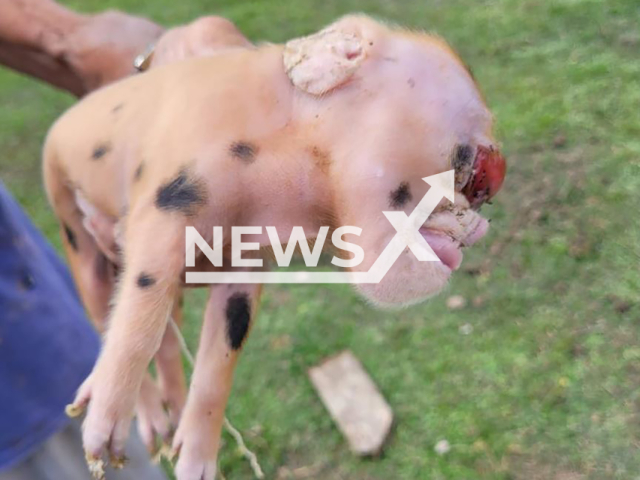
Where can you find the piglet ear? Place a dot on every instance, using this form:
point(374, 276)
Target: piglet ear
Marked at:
point(323, 61)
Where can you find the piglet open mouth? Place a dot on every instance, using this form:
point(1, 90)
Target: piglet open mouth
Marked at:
point(446, 244)
point(457, 226)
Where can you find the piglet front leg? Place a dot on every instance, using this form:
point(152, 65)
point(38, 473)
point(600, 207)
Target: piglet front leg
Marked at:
point(228, 317)
point(137, 324)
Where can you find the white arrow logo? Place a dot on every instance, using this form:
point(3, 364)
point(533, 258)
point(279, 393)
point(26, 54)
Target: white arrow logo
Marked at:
point(407, 235)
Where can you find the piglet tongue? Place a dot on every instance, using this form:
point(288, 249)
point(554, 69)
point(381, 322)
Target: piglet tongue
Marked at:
point(444, 247)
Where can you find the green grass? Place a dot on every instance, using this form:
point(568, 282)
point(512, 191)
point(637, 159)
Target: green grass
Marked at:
point(547, 384)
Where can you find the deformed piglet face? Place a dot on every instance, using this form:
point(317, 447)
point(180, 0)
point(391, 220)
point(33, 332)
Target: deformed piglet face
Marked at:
point(397, 107)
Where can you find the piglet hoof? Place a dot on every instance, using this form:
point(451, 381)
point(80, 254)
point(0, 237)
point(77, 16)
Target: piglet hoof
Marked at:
point(95, 465)
point(192, 468)
point(107, 422)
point(198, 459)
point(118, 462)
point(153, 422)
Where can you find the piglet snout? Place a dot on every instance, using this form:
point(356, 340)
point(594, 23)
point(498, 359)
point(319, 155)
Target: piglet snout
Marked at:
point(489, 170)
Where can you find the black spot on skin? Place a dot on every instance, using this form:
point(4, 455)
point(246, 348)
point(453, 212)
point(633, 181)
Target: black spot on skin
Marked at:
point(182, 194)
point(400, 196)
point(102, 267)
point(71, 237)
point(100, 151)
point(244, 151)
point(138, 173)
point(145, 280)
point(238, 314)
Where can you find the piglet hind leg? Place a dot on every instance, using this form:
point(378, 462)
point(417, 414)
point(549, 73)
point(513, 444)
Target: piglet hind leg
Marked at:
point(149, 285)
point(226, 324)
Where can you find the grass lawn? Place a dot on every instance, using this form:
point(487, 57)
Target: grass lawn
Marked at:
point(546, 385)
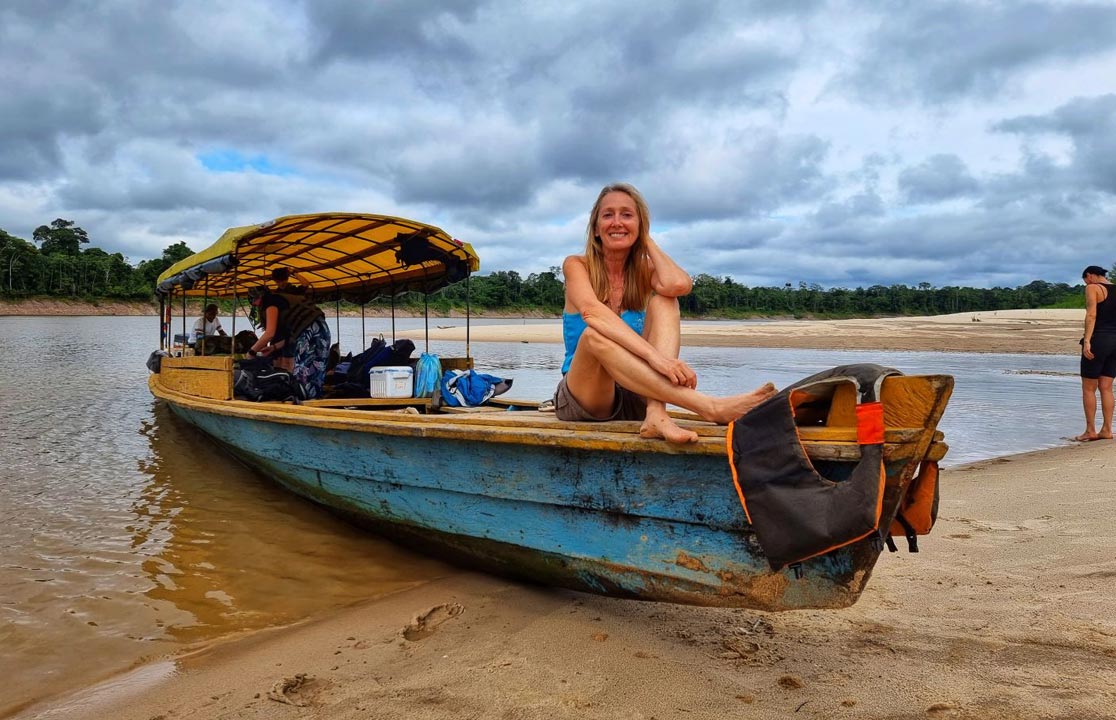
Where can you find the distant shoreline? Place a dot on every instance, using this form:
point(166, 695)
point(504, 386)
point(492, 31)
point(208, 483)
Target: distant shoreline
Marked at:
point(1030, 332)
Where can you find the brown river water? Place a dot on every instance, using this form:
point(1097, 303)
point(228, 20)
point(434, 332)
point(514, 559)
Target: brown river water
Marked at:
point(126, 535)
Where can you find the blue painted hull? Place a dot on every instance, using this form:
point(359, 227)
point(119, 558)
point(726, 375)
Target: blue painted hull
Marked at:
point(644, 525)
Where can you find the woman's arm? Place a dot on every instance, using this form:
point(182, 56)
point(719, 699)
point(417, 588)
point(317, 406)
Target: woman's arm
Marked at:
point(1092, 297)
point(581, 299)
point(667, 278)
point(270, 327)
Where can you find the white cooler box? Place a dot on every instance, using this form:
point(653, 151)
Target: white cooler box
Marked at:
point(391, 381)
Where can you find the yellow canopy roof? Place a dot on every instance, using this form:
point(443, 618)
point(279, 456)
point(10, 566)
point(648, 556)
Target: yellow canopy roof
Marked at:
point(356, 256)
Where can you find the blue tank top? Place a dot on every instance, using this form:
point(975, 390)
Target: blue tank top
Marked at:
point(573, 326)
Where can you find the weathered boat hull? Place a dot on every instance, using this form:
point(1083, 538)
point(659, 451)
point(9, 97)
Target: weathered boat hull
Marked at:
point(626, 518)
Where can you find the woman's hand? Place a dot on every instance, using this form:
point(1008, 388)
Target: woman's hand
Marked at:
point(674, 370)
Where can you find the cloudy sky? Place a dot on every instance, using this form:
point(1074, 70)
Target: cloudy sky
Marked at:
point(777, 141)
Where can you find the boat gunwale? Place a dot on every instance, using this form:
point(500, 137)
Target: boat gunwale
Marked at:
point(611, 435)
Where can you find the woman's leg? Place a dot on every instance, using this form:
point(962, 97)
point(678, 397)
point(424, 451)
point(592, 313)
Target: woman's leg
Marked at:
point(598, 363)
point(663, 329)
point(1107, 404)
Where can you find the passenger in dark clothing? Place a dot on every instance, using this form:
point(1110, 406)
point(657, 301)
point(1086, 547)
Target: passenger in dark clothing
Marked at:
point(297, 333)
point(1098, 353)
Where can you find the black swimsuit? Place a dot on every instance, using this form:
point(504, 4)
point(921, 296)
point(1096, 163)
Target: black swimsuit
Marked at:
point(1103, 342)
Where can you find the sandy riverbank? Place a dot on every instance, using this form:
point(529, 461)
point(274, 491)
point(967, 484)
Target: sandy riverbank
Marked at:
point(1046, 332)
point(1008, 612)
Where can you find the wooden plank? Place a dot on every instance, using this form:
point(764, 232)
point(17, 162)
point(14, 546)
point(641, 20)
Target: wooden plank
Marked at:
point(207, 376)
point(843, 406)
point(198, 362)
point(910, 401)
point(368, 402)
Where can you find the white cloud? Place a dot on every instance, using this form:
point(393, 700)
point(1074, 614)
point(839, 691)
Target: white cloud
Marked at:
point(840, 143)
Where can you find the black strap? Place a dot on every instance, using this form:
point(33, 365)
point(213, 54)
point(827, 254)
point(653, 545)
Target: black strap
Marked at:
point(908, 530)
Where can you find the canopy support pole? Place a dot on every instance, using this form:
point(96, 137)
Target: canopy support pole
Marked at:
point(184, 337)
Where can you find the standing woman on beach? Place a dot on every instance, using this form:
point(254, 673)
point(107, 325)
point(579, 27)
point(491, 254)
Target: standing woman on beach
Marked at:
point(1098, 353)
point(622, 328)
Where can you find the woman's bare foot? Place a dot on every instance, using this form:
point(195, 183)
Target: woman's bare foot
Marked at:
point(665, 428)
point(728, 409)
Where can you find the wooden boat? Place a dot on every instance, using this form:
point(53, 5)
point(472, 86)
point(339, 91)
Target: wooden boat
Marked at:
point(507, 487)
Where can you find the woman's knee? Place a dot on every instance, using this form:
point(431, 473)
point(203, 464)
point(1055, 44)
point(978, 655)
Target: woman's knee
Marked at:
point(661, 305)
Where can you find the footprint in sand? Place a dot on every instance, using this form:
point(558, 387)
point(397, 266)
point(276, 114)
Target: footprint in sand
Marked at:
point(425, 624)
point(296, 691)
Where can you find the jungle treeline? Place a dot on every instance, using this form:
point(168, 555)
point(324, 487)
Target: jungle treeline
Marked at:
point(60, 262)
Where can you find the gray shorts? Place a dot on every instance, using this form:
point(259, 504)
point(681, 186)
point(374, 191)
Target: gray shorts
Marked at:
point(626, 405)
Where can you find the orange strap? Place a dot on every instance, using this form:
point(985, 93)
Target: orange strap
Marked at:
point(869, 423)
point(732, 467)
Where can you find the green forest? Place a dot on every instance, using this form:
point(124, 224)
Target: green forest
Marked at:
point(59, 261)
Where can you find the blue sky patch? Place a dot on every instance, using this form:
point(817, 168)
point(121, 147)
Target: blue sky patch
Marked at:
point(231, 161)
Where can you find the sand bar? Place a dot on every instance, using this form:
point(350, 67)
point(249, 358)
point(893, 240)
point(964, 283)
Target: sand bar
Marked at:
point(1007, 612)
point(1044, 332)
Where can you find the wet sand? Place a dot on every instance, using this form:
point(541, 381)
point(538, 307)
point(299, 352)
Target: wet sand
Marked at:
point(1007, 612)
point(1044, 332)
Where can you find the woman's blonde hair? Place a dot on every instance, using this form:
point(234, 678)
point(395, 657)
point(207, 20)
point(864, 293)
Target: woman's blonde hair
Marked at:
point(636, 268)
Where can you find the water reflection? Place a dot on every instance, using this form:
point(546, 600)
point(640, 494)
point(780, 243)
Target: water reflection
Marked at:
point(234, 552)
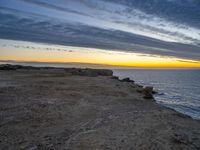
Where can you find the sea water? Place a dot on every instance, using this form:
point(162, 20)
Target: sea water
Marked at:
point(177, 89)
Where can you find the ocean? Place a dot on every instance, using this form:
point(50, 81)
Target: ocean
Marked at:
point(177, 89)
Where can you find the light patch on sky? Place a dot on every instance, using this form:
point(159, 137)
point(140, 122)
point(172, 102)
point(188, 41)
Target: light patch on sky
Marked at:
point(40, 52)
point(157, 28)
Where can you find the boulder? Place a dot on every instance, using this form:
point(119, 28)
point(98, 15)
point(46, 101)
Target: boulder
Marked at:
point(127, 80)
point(115, 77)
point(148, 92)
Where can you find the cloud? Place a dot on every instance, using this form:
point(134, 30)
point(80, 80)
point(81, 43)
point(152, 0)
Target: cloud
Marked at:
point(117, 25)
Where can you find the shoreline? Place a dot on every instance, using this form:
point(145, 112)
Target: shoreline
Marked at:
point(71, 108)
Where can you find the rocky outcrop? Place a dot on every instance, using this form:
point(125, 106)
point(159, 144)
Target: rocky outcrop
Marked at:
point(148, 92)
point(73, 71)
point(127, 80)
point(89, 72)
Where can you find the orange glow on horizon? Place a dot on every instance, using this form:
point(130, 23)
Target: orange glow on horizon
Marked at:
point(68, 54)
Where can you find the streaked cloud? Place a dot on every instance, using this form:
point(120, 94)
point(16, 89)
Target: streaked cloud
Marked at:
point(155, 27)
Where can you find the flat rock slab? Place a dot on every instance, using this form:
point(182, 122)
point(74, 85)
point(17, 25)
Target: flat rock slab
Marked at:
point(48, 109)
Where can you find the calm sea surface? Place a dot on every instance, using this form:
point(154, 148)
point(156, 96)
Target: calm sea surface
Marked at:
point(177, 89)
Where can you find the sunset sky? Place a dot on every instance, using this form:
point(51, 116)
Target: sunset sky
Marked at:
point(129, 33)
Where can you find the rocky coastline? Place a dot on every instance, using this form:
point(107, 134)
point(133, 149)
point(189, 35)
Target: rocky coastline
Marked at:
point(86, 109)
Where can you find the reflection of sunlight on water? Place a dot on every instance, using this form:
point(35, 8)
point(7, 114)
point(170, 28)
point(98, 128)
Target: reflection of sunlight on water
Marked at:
point(182, 96)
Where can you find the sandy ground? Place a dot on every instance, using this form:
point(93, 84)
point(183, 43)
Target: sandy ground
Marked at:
point(55, 110)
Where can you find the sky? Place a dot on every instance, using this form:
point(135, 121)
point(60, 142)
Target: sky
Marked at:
point(137, 33)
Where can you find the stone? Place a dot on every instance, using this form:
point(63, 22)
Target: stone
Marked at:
point(127, 80)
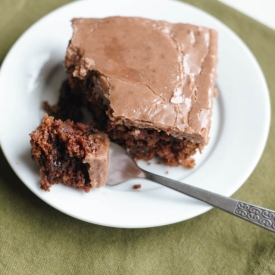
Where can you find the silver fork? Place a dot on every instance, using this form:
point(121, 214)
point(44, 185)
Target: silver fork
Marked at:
point(122, 167)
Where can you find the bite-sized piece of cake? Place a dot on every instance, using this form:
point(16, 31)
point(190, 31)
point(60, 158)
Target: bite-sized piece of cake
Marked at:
point(70, 153)
point(150, 83)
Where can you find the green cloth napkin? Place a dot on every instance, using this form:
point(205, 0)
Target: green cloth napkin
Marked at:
point(37, 239)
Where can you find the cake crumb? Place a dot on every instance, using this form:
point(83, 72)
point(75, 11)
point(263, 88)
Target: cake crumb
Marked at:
point(136, 186)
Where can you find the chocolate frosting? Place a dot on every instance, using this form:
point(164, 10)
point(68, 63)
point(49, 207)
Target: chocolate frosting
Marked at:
point(155, 74)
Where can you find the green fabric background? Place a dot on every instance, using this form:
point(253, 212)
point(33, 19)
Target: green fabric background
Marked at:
point(37, 239)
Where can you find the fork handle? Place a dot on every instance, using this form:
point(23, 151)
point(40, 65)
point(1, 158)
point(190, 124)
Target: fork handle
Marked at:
point(258, 215)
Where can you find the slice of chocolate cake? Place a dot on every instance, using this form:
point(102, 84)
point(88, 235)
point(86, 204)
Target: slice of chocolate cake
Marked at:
point(70, 153)
point(150, 84)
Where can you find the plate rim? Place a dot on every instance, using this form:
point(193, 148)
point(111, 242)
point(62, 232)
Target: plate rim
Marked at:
point(252, 58)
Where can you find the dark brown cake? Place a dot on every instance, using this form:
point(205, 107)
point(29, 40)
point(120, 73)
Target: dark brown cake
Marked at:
point(70, 153)
point(69, 105)
point(150, 84)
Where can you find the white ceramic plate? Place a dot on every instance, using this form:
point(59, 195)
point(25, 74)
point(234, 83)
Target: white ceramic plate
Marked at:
point(32, 72)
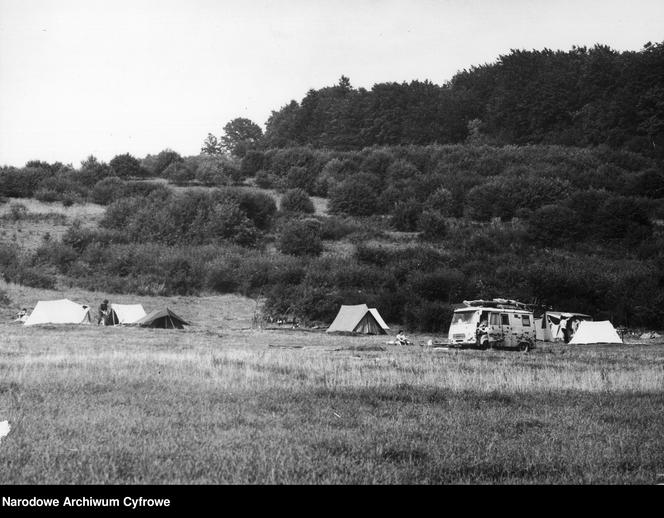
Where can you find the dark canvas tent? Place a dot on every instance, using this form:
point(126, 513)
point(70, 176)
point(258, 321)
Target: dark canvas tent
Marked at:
point(163, 319)
point(358, 319)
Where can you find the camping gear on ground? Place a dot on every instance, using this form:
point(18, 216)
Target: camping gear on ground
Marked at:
point(595, 333)
point(125, 314)
point(62, 311)
point(358, 319)
point(163, 319)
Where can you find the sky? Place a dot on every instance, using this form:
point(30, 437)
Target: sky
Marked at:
point(102, 78)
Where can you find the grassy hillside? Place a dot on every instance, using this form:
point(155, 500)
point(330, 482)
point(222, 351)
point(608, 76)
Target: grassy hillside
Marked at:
point(216, 404)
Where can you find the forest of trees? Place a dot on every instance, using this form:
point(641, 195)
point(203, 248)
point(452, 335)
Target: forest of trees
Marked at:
point(539, 177)
point(582, 97)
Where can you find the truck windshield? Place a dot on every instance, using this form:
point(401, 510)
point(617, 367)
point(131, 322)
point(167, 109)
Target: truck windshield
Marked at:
point(464, 317)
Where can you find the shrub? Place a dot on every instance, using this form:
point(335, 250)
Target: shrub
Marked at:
point(21, 183)
point(221, 277)
point(433, 225)
point(555, 225)
point(334, 228)
point(432, 316)
point(126, 166)
point(264, 180)
point(624, 218)
point(301, 238)
point(442, 201)
point(4, 299)
point(402, 170)
point(17, 211)
point(164, 159)
point(259, 208)
point(405, 215)
point(354, 197)
point(252, 162)
point(301, 178)
point(108, 190)
point(296, 201)
point(179, 173)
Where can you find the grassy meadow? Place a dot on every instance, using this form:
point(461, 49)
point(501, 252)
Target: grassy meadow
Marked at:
point(224, 403)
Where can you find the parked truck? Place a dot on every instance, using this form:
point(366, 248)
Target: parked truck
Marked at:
point(497, 323)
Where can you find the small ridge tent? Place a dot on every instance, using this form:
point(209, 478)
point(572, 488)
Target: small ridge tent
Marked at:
point(62, 311)
point(163, 319)
point(126, 313)
point(596, 333)
point(547, 327)
point(358, 319)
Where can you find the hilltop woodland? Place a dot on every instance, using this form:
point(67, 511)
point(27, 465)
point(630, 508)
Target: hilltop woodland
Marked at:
point(538, 177)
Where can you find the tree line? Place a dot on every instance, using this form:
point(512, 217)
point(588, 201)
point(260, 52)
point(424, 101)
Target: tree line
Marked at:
point(581, 97)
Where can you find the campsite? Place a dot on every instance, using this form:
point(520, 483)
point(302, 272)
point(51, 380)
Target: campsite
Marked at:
point(220, 402)
point(309, 243)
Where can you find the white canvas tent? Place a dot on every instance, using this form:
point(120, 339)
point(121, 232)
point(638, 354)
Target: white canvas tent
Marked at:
point(547, 327)
point(127, 313)
point(595, 333)
point(358, 319)
point(62, 311)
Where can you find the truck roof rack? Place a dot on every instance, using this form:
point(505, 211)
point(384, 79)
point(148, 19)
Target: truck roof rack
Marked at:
point(497, 303)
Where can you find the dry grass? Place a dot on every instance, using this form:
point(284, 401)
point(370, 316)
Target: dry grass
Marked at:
point(218, 403)
point(42, 219)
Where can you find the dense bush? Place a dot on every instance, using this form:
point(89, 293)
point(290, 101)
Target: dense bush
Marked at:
point(433, 225)
point(301, 238)
point(296, 201)
point(354, 197)
point(301, 178)
point(21, 183)
point(188, 218)
point(259, 208)
point(126, 166)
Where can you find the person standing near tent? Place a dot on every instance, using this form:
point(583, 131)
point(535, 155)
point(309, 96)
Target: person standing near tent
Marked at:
point(104, 311)
point(401, 338)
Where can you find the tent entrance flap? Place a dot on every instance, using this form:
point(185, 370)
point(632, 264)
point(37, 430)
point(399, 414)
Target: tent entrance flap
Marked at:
point(358, 319)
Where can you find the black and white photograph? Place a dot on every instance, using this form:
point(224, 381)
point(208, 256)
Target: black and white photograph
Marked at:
point(328, 243)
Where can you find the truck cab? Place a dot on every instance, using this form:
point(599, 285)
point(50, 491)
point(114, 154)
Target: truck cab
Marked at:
point(494, 324)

**The problem:** Reproduce the entries from the start up to and including the line with "point(407, 235)", keeping the requests as they are but offsetting every coordinate in the marked points by 82. Leave out the pictures.

**Task output:**
Where can you find the piglet ear? Place a dot on every instance, using this form:
point(374, 276)
Target: piglet ear
Marked at:
point(405, 143)
Where can you find the piglet open mouth? Place a dot on every instance, using this form:
point(1, 90)
Target: piglet open mouth
Marked at:
point(528, 326)
point(539, 308)
Where can you find the piglet front leg? Place a dot on every instance, using this form:
point(152, 65)
point(38, 473)
point(600, 207)
Target: piglet front leg
Marked at:
point(310, 399)
point(219, 406)
Where can you find the white arrow logo? Place a dot on every instance, using this form:
point(3, 364)
point(533, 258)
point(279, 393)
point(26, 54)
Target: white arrow logo
Marked at:
point(489, 317)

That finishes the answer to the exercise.